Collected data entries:
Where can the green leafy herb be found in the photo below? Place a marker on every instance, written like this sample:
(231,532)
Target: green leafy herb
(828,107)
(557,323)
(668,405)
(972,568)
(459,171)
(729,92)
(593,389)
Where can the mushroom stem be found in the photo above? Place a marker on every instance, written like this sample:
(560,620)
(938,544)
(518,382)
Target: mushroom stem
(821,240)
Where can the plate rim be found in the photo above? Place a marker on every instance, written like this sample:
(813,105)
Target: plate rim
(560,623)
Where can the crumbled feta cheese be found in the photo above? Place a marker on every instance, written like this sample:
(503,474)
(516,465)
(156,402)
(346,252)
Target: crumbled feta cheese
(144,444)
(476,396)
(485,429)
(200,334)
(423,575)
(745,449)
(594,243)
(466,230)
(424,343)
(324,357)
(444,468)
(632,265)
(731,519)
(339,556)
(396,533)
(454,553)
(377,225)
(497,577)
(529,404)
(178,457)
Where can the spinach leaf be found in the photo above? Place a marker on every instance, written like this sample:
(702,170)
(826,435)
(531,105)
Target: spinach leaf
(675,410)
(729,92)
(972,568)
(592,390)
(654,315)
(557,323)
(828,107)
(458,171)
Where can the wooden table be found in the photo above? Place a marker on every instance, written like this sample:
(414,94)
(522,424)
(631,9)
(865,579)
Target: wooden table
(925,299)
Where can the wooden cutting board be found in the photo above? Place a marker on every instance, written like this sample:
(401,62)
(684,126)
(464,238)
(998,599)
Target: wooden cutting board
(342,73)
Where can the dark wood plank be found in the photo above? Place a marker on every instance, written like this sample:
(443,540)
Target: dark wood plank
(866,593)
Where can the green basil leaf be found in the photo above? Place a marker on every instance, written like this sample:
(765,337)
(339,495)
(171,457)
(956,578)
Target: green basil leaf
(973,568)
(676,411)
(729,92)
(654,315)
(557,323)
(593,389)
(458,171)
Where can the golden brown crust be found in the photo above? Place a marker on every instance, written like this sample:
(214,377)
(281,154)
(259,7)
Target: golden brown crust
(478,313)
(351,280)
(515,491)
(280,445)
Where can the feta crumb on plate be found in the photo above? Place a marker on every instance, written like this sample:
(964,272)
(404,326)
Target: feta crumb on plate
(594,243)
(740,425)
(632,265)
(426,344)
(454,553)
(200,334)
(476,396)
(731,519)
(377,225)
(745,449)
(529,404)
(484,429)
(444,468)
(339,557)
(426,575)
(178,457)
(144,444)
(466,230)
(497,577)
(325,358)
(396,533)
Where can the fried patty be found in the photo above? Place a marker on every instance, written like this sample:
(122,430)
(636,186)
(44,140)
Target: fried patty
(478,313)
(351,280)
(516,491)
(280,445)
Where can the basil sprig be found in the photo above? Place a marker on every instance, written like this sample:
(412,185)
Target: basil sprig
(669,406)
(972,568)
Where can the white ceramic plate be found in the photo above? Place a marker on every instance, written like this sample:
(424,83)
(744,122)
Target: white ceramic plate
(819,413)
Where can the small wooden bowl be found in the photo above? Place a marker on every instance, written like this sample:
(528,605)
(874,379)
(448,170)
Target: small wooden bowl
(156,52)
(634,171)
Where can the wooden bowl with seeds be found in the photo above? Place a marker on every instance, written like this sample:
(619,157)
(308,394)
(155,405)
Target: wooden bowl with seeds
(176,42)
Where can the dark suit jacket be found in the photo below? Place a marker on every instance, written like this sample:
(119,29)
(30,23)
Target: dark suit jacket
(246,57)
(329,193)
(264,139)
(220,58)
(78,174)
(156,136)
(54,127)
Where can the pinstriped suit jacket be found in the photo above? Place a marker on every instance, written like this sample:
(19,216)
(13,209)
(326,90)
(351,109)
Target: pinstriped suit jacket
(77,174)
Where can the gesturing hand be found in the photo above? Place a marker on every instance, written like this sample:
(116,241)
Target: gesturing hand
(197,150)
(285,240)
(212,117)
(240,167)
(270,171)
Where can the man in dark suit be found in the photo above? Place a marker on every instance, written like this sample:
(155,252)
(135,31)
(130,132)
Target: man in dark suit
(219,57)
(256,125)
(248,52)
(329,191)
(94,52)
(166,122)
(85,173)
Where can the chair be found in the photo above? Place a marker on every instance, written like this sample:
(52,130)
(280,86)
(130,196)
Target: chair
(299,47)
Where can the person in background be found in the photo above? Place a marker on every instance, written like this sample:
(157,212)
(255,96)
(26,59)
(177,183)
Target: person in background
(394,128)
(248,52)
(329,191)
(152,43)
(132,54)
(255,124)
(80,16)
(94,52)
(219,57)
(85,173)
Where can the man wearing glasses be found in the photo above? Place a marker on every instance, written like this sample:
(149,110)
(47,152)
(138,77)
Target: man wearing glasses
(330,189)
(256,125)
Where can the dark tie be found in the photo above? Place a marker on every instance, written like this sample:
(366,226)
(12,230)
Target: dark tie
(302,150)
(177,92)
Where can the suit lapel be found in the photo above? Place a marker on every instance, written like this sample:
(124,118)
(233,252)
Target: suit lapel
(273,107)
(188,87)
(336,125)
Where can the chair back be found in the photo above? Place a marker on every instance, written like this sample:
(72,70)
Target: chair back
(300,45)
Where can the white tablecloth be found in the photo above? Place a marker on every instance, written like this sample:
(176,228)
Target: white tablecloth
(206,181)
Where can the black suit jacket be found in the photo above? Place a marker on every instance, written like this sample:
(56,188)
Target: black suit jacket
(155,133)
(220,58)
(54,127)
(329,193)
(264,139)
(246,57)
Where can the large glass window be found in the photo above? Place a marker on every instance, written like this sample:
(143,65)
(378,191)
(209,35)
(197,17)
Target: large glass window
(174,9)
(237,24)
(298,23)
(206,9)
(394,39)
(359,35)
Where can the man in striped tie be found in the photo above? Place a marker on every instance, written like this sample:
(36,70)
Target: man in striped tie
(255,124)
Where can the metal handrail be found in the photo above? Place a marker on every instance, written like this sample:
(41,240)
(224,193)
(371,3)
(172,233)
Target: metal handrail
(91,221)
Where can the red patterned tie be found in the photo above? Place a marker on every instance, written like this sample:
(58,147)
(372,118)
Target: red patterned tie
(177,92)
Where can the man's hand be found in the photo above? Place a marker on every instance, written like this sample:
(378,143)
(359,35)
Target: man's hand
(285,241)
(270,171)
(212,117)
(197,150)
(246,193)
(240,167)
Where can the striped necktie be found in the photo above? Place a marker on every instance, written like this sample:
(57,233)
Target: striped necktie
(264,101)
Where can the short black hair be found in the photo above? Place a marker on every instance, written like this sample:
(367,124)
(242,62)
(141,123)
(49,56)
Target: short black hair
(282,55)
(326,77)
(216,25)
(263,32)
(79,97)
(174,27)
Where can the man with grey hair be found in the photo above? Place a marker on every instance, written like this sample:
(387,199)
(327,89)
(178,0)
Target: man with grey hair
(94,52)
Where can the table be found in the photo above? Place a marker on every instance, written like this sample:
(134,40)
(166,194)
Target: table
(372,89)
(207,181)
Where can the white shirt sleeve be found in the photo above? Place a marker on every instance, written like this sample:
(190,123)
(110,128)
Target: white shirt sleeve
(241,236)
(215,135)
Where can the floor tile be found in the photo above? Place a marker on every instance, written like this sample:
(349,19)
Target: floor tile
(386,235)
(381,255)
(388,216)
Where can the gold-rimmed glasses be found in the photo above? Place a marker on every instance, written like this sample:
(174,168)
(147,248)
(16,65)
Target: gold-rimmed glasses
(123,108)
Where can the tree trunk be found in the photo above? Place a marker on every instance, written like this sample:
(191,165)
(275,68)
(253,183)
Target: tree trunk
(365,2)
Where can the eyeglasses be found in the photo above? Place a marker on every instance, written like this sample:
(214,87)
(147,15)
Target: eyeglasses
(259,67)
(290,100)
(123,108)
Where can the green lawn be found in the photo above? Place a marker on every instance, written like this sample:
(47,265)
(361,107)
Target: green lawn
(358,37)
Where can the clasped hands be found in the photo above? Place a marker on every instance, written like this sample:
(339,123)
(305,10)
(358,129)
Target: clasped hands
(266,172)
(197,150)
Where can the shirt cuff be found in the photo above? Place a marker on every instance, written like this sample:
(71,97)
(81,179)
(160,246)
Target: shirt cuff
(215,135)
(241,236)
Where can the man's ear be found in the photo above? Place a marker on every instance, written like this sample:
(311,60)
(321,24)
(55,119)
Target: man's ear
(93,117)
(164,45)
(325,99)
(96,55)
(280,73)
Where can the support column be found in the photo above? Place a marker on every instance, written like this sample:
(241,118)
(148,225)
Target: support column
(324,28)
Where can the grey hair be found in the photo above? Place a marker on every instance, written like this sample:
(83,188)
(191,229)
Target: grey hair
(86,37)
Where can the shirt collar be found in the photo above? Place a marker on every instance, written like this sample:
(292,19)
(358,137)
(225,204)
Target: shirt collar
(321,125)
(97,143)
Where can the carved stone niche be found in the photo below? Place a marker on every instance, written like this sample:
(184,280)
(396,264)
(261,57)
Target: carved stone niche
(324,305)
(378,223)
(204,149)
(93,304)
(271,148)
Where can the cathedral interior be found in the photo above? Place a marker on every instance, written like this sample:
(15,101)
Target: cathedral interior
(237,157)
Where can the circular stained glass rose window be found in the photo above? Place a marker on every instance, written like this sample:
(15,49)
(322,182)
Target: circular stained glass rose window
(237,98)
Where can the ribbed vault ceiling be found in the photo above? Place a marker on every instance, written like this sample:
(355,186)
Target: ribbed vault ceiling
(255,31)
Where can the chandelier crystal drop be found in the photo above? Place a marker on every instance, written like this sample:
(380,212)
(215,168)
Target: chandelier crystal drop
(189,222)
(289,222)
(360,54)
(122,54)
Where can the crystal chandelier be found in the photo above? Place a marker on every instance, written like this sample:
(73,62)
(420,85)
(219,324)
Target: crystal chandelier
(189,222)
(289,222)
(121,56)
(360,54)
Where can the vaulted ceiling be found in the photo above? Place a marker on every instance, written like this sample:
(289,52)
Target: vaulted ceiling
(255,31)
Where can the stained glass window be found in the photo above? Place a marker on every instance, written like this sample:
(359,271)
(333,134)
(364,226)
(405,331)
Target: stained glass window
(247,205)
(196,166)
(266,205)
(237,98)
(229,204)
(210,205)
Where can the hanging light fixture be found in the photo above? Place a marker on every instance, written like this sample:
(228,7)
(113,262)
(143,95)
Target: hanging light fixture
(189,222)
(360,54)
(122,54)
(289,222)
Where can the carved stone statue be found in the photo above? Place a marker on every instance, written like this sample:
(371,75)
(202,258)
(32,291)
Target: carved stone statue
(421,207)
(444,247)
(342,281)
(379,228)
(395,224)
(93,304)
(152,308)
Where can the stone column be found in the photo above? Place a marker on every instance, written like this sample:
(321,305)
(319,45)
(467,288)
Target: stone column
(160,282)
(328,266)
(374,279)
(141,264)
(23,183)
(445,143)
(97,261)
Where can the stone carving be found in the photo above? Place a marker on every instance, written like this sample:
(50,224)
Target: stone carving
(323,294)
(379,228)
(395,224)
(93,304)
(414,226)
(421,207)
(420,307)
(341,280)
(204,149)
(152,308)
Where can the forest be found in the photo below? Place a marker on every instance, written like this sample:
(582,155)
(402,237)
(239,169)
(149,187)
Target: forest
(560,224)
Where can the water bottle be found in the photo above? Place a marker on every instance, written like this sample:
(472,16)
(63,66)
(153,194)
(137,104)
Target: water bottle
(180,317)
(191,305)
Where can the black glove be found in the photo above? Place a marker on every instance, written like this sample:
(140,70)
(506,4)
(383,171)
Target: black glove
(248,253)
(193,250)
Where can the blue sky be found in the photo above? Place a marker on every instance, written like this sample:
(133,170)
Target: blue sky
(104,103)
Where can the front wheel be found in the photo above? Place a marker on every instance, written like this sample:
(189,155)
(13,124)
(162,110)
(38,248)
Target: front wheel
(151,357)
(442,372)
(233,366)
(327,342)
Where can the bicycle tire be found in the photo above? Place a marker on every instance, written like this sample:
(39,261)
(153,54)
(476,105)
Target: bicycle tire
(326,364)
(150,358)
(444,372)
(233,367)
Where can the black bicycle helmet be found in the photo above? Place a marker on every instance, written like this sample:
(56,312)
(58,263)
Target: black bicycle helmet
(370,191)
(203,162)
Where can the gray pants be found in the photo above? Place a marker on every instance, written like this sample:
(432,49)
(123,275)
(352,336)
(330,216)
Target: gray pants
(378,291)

• Problem to work on
Which lines of the records above contain the word "below"? Copy each of them.

• Answer
Where can the green leafy herb be found in the photo below? Place a marker on every instance, written like this sample:
Where can the dark suit jacket be found in the photo below? Place a marker on every instance, written like this sample:
Where can the carved stone niche be found in the photo below? Place a marker on every instance, written like this sample:
Where can the forest be found in the photo below? Place a marker on every instance, written like this sample:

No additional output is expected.